*Brief*:
Look through the records below and copy each line that includes the word "dress".

*Entries supplied*:

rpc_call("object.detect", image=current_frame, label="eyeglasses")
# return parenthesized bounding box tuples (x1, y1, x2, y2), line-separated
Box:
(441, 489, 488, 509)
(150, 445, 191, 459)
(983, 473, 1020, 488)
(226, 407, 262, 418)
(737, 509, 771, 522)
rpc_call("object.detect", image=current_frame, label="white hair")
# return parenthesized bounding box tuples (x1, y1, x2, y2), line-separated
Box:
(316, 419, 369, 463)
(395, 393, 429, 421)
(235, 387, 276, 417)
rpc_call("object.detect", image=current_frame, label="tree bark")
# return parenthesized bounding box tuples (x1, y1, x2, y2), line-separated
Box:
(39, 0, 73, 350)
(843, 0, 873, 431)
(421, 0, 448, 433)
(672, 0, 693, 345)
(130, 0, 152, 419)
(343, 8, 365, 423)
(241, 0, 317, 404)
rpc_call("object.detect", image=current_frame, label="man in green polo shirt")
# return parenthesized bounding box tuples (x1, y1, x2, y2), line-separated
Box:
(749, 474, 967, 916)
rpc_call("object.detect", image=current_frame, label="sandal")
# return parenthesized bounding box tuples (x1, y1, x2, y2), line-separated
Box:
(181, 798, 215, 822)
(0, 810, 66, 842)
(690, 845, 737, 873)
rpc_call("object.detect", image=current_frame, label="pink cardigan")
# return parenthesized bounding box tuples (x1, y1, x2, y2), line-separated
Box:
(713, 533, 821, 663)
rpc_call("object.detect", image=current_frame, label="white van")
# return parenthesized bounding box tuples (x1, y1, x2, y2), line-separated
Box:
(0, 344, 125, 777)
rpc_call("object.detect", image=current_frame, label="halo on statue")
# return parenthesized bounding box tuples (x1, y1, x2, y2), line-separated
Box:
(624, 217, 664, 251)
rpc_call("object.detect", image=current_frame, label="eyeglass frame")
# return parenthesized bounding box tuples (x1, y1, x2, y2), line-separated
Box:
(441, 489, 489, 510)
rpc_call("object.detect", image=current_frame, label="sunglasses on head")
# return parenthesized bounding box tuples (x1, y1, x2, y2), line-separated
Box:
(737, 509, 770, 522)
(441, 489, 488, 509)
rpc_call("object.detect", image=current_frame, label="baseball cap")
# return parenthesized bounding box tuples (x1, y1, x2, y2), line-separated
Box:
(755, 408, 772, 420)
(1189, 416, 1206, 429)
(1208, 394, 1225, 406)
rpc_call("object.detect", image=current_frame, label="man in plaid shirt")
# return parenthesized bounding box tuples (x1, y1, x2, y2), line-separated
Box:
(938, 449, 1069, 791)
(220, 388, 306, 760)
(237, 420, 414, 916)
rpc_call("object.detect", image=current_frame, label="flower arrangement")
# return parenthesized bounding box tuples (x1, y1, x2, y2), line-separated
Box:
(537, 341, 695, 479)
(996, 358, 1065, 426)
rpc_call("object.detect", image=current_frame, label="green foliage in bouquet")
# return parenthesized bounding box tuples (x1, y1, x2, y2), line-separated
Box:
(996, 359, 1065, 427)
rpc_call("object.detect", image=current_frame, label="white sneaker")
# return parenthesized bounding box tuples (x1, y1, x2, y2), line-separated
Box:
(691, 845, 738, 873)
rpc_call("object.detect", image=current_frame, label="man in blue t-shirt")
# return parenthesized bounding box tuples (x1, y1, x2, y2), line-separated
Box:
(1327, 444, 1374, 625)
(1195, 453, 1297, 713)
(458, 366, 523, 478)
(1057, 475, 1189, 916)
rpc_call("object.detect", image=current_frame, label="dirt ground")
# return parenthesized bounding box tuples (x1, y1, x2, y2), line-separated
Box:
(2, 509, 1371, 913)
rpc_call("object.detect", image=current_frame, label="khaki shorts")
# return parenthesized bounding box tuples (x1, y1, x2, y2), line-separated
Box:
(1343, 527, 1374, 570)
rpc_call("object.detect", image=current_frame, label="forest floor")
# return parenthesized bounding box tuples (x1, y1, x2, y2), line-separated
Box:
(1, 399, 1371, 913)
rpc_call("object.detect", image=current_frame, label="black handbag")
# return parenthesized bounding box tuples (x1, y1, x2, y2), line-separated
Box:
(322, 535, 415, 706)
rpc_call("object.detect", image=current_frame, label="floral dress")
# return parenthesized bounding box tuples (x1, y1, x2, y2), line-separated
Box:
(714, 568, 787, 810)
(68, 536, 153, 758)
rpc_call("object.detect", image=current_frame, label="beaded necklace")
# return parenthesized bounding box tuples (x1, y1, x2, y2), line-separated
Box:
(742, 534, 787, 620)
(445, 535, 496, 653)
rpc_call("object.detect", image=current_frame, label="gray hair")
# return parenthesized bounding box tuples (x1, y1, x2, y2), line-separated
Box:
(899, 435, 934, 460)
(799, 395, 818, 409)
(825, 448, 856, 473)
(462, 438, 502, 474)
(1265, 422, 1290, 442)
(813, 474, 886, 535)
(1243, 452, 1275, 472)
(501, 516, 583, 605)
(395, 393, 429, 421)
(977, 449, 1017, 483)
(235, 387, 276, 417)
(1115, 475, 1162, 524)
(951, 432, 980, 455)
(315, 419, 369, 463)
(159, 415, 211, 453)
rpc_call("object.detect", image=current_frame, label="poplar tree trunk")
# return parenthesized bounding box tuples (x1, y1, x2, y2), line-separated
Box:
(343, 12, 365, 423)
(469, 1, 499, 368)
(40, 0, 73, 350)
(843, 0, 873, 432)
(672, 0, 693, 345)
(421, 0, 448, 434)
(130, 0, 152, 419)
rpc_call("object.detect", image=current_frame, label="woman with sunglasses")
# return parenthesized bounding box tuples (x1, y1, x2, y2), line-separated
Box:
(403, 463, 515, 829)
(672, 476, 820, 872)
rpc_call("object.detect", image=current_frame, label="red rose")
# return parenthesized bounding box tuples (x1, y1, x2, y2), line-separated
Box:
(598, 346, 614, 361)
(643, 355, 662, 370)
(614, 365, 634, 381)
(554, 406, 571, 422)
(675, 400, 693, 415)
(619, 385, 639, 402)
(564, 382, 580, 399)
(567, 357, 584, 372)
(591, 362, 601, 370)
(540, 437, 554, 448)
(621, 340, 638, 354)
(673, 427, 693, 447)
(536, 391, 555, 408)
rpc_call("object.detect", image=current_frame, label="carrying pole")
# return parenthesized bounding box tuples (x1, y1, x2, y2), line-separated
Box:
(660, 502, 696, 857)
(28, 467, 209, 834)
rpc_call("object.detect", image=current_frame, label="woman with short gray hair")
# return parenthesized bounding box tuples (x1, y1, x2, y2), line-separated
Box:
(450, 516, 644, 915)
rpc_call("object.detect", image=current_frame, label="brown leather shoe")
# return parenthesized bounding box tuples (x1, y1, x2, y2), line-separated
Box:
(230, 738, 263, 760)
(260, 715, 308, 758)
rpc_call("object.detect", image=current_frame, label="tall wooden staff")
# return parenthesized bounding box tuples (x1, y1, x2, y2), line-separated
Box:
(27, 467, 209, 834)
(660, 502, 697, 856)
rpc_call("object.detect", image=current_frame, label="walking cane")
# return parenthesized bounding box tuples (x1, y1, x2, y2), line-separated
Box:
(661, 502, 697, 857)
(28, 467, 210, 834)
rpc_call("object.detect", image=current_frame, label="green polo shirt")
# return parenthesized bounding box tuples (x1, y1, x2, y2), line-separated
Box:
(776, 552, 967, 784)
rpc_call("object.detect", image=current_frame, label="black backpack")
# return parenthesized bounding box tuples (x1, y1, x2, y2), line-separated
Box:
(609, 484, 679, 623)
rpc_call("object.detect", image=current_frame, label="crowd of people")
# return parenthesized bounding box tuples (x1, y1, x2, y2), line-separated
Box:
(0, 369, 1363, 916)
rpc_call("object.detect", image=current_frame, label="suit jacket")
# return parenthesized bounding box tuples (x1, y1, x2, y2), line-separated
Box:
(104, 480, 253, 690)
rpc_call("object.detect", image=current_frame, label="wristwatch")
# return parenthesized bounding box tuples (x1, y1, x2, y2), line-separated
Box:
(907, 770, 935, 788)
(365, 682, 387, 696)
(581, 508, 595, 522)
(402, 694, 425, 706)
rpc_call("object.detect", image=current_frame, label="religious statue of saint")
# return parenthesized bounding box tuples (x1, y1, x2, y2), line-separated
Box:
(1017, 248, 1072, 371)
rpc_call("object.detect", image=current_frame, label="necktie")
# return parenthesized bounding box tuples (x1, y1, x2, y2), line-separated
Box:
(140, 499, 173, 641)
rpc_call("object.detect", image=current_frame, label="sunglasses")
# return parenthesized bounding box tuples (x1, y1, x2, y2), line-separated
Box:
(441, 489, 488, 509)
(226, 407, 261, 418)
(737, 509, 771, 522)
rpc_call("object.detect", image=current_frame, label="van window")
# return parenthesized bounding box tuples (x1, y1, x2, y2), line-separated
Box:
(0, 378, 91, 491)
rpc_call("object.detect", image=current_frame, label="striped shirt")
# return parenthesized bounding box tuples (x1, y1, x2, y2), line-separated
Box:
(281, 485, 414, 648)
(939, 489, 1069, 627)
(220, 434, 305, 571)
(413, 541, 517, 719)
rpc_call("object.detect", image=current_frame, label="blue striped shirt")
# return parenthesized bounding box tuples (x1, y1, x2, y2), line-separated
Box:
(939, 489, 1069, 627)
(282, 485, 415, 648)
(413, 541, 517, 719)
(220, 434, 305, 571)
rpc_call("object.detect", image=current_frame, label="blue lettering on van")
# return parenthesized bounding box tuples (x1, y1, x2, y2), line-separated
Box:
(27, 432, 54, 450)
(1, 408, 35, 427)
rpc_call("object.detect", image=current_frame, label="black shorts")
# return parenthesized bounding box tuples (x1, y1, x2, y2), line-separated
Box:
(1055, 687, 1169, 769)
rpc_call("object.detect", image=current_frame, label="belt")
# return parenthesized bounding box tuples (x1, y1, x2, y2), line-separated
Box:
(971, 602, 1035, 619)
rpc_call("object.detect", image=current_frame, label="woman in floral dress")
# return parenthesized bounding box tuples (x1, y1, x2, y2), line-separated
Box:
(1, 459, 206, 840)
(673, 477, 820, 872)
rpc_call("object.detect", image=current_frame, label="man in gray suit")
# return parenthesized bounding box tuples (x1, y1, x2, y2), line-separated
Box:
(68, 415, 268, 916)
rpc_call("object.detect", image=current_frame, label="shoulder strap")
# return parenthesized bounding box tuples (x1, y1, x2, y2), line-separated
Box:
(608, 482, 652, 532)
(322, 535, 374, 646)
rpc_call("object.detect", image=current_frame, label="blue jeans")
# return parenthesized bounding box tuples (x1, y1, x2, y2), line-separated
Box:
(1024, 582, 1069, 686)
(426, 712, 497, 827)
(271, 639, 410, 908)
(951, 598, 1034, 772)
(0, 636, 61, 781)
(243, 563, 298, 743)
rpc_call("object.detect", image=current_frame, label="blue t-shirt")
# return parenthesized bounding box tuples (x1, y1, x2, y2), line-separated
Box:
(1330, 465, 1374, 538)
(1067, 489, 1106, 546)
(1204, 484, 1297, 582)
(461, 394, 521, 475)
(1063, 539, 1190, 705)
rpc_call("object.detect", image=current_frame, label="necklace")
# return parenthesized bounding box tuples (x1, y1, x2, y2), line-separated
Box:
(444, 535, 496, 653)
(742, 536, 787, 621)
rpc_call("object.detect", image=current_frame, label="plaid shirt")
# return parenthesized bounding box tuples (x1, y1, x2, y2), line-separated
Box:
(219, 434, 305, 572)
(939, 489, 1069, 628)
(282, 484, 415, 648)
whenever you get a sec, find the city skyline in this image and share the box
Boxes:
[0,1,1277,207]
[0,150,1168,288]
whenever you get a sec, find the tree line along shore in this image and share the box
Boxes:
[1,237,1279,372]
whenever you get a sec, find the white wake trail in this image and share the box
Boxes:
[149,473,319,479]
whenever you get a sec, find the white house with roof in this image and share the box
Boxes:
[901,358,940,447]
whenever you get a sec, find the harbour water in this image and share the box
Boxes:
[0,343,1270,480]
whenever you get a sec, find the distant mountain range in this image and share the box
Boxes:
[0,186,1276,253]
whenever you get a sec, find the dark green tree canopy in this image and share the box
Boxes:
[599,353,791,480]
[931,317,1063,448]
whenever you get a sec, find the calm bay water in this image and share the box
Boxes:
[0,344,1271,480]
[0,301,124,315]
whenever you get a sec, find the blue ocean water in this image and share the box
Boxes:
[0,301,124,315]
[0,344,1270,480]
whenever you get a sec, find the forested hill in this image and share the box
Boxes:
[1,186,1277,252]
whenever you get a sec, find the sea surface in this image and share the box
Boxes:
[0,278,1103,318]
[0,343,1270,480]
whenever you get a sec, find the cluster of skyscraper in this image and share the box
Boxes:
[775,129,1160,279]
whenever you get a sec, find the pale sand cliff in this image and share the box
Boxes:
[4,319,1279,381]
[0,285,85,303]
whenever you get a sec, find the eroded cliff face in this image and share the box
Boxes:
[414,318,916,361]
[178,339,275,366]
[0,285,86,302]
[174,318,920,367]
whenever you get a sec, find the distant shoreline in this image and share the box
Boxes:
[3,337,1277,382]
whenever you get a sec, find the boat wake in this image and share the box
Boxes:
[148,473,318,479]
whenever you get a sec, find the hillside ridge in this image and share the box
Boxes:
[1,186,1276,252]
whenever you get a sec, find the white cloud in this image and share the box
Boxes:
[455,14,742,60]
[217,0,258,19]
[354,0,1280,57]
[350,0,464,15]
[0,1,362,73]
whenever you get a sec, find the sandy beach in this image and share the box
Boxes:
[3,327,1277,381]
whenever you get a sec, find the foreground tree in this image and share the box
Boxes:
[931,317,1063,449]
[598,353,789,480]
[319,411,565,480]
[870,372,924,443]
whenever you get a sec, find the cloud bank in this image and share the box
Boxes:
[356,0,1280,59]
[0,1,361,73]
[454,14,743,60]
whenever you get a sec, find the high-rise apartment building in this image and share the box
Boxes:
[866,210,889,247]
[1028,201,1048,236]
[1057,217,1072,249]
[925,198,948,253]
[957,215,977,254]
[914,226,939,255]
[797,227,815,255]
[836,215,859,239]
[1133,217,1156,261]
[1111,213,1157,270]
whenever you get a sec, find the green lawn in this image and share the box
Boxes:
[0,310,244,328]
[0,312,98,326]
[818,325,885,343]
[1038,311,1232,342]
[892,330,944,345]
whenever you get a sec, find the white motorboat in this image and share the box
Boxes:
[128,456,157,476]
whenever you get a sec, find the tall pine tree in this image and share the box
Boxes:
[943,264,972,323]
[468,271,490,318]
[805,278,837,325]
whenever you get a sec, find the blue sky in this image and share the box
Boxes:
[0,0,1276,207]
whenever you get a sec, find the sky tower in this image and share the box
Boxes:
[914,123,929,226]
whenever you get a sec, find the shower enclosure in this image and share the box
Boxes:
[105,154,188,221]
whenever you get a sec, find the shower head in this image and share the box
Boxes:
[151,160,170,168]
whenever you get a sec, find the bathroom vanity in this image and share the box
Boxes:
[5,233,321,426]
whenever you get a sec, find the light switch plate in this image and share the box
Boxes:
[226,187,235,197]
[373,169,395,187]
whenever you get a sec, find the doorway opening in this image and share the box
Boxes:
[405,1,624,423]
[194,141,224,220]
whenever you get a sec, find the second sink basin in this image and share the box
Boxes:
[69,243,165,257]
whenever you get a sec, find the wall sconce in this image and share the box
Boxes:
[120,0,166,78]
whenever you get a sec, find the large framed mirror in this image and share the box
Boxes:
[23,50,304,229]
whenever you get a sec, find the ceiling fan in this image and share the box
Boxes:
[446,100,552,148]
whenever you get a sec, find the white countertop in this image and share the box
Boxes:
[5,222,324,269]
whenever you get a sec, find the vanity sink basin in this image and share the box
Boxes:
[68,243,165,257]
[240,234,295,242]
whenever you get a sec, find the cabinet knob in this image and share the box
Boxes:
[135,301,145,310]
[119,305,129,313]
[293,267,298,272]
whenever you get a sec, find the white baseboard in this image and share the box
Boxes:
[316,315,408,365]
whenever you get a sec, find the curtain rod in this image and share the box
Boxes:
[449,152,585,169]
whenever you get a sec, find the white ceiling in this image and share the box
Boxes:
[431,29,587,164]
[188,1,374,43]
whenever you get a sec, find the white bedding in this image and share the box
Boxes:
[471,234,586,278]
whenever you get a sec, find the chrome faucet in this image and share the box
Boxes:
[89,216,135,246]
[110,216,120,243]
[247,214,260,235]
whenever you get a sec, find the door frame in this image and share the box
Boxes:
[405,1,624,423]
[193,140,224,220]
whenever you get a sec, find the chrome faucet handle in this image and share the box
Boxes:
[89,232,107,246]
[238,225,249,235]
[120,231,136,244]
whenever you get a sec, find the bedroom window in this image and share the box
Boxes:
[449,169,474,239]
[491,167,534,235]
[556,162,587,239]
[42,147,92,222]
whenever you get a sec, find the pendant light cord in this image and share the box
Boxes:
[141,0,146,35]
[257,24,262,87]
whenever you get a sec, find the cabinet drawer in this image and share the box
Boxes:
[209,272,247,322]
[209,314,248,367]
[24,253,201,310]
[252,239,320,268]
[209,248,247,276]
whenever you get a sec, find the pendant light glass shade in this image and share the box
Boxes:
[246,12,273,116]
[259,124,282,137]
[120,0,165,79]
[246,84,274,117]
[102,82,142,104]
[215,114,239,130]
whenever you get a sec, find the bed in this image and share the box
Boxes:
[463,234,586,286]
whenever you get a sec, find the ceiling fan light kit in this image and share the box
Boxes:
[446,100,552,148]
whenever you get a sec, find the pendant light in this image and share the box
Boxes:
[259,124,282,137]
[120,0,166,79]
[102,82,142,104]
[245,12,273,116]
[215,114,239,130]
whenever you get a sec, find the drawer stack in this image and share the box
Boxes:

*Result for this task*:
rpc_call("object.detect", image=current_frame, label="floral dress")
rpc_call("object.detect", image=current_frame, label="woman in floral dress")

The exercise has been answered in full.